Region pointing data:
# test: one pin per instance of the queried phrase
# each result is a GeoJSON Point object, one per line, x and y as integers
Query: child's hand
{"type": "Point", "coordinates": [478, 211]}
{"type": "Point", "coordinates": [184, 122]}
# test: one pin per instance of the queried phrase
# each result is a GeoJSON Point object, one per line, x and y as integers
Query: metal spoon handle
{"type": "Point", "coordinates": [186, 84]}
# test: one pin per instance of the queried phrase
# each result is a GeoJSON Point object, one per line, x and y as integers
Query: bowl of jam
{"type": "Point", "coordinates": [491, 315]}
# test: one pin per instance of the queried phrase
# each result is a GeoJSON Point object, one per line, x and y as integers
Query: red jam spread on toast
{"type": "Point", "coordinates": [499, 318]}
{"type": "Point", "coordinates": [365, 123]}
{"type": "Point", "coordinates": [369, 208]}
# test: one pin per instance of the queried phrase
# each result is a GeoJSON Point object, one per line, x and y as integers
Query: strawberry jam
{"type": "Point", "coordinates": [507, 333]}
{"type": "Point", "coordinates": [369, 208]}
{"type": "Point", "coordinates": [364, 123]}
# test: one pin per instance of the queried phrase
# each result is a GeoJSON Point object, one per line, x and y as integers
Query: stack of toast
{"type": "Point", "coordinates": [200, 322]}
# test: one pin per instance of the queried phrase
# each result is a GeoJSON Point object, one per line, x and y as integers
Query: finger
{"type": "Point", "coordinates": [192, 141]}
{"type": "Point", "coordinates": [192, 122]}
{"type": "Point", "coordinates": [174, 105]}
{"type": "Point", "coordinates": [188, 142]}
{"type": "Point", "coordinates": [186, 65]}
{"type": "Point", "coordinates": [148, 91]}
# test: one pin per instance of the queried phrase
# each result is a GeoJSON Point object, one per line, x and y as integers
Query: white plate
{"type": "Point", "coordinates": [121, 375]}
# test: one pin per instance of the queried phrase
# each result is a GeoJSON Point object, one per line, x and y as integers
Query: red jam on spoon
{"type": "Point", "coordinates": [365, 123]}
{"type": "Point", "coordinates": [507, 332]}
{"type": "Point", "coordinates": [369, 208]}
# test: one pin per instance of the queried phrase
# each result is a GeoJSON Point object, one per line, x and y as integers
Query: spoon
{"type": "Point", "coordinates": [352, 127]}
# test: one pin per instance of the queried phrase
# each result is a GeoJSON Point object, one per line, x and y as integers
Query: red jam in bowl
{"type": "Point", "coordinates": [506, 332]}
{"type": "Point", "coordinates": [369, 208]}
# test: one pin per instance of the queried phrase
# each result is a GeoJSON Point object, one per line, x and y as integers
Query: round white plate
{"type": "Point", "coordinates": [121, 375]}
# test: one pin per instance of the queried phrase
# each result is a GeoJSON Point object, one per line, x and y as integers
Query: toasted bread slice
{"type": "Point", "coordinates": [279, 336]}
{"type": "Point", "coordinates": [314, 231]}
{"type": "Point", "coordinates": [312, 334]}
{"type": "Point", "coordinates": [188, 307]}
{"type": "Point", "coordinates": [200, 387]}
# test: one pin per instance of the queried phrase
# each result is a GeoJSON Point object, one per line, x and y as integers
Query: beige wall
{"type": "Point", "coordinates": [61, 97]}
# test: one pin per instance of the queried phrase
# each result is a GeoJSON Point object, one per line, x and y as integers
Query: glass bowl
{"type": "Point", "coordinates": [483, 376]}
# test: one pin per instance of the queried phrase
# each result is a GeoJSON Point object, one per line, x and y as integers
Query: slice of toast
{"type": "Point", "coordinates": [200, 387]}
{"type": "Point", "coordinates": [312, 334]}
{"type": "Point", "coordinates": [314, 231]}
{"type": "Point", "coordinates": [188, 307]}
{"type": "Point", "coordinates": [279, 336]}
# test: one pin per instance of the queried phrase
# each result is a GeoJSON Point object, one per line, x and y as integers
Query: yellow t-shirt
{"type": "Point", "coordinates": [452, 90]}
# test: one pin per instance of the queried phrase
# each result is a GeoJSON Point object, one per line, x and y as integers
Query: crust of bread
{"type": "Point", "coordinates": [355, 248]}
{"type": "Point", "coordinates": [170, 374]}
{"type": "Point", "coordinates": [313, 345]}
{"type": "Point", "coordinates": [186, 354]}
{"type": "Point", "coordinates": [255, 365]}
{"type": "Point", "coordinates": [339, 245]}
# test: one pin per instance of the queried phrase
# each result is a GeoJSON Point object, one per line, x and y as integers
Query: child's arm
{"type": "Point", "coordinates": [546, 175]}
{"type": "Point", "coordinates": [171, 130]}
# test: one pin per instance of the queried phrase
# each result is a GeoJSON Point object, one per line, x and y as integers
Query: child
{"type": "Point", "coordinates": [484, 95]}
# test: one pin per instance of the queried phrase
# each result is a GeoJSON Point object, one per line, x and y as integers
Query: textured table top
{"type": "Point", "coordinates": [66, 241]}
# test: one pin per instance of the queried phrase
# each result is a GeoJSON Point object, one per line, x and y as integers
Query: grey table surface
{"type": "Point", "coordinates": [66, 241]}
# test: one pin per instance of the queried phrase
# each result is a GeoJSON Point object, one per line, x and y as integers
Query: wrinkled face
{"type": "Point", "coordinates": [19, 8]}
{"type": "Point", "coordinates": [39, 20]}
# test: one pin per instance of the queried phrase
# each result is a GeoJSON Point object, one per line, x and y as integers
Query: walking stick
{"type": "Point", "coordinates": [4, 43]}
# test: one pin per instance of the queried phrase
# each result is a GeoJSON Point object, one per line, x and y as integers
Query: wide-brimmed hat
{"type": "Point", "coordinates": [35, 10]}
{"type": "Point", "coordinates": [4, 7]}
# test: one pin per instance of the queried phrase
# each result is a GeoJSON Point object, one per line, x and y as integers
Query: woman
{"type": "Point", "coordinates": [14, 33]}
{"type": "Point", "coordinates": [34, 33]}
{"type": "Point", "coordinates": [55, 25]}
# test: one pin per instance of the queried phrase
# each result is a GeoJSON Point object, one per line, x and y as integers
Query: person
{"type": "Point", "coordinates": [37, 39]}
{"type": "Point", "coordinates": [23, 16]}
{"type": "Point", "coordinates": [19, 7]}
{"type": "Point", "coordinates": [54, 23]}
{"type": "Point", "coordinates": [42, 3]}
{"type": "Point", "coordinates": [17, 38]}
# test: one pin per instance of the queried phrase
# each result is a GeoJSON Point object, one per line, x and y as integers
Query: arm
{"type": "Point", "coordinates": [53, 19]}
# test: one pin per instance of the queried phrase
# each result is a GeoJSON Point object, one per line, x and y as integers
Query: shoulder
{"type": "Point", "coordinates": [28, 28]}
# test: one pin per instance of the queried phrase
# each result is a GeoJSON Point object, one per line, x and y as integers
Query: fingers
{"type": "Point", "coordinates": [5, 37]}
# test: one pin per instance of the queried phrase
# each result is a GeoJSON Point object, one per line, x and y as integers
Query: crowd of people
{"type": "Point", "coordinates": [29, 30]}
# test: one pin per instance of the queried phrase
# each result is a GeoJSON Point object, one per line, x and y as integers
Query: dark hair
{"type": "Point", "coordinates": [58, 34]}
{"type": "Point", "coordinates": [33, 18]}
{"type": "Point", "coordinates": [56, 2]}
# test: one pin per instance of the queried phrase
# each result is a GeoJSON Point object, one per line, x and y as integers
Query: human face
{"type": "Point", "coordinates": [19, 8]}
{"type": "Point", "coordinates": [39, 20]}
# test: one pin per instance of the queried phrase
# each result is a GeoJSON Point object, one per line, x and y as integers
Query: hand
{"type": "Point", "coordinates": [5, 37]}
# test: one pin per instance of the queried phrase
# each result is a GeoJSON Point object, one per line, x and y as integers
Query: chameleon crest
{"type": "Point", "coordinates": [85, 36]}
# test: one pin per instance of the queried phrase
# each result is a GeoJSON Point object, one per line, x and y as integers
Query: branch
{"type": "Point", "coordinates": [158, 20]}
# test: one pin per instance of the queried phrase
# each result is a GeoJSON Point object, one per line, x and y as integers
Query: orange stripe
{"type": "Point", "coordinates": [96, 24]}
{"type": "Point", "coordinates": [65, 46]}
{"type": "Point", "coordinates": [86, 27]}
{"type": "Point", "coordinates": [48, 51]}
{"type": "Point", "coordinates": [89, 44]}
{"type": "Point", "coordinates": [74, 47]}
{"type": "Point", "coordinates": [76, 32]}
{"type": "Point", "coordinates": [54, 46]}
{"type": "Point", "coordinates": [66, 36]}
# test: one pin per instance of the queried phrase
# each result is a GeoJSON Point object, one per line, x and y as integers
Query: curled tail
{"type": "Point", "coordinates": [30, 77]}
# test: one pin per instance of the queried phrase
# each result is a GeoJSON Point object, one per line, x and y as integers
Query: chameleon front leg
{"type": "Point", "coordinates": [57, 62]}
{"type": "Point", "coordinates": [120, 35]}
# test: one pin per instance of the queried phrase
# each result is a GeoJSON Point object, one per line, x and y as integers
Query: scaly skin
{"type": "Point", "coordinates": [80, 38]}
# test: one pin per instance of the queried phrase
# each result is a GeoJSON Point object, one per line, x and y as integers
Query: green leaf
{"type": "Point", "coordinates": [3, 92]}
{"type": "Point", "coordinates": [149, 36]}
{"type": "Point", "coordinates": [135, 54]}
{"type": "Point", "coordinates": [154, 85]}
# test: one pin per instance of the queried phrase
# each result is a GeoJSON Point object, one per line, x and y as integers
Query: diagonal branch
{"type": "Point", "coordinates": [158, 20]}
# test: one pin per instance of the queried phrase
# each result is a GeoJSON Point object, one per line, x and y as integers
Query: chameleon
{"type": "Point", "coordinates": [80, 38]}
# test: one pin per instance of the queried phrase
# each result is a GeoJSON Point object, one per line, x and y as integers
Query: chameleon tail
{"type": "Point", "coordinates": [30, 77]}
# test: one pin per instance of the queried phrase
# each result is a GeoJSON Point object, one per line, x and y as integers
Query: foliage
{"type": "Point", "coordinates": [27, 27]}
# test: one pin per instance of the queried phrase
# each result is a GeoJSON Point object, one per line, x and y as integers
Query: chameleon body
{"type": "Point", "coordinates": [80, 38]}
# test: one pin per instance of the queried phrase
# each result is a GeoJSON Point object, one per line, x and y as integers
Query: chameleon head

● **Aim of the exercise**
Only the lines from the one containing "Query: chameleon tail" through the end of the records above belong in the answer, each exactly as written.

● **Finished exercise**
Query: chameleon tail
{"type": "Point", "coordinates": [30, 77]}
# test: one pin per instance of the queried phrase
# each result is a GeoJSON Point object, one per line, x and y as integers
Query: foliage
{"type": "Point", "coordinates": [27, 27]}
# test: one pin per instance of the queried phrase
# each result is a GeoJSON Point object, one per line, x and y as integers
Query: chameleon body
{"type": "Point", "coordinates": [80, 38]}
# test: one pin per instance of the queried phrase
# each result is a GeoJSON Point object, one per line, x and y as integers
Query: chameleon head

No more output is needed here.